(Shape annotation entries)
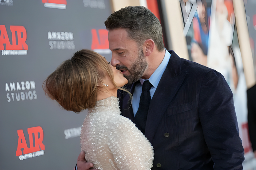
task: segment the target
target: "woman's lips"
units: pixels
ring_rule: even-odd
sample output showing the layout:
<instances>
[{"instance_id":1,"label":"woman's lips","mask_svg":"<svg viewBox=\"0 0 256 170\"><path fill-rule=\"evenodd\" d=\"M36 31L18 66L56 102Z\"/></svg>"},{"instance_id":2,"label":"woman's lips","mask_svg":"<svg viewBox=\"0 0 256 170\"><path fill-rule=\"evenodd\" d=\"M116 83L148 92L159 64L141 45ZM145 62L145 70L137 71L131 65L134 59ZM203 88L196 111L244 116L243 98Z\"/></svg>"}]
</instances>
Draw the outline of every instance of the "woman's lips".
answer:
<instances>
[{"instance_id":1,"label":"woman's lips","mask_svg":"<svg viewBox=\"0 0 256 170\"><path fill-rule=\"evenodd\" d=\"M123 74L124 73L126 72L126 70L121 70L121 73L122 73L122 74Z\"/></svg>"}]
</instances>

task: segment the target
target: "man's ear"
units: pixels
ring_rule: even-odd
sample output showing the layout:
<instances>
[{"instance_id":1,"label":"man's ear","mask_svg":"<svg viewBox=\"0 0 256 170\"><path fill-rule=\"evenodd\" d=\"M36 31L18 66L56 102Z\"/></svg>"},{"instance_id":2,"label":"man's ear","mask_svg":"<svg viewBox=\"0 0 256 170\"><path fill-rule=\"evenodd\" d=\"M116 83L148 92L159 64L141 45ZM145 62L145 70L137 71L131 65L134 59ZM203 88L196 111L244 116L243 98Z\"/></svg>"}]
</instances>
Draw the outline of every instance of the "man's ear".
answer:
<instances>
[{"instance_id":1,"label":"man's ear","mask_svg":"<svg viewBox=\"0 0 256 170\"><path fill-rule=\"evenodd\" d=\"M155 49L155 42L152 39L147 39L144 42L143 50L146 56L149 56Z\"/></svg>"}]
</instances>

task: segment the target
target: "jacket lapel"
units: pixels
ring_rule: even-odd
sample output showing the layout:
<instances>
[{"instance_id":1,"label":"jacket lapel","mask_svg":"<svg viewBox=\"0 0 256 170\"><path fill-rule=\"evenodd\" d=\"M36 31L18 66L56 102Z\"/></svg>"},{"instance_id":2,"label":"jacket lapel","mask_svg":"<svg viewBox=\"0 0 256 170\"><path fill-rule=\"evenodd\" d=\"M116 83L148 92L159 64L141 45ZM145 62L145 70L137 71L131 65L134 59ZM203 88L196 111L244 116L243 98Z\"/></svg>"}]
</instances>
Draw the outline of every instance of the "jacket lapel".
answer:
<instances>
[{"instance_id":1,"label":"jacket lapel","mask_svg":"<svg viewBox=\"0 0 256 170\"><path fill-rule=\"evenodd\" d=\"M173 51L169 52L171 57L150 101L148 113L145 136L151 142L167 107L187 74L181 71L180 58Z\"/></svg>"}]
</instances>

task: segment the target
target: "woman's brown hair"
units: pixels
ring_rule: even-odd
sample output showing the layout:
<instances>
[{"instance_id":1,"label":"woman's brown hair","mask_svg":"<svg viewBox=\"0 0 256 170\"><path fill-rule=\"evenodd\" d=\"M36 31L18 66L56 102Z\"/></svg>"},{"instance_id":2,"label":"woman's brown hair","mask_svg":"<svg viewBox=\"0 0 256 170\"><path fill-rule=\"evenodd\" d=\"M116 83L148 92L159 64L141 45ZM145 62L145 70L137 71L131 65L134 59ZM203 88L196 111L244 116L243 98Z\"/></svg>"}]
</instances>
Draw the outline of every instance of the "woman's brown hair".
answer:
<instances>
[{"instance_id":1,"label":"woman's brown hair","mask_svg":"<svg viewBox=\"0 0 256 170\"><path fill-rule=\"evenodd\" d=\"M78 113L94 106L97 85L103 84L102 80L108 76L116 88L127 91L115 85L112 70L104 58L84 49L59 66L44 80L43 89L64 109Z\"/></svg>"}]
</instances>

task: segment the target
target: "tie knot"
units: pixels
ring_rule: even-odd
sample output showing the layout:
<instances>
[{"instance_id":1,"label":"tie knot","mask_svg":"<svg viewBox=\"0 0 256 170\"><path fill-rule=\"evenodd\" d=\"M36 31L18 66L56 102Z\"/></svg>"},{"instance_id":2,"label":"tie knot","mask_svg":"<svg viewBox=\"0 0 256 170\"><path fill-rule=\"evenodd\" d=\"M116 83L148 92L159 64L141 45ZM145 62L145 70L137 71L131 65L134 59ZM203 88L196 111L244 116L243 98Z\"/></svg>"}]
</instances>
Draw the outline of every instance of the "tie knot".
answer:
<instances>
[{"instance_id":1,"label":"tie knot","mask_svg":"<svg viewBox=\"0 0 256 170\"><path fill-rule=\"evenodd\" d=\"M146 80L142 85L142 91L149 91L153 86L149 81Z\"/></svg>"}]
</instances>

# [What you are asked to do]
How many lines of the material contain the string "brown"? Reply with the number alone.

# [Complete output]
4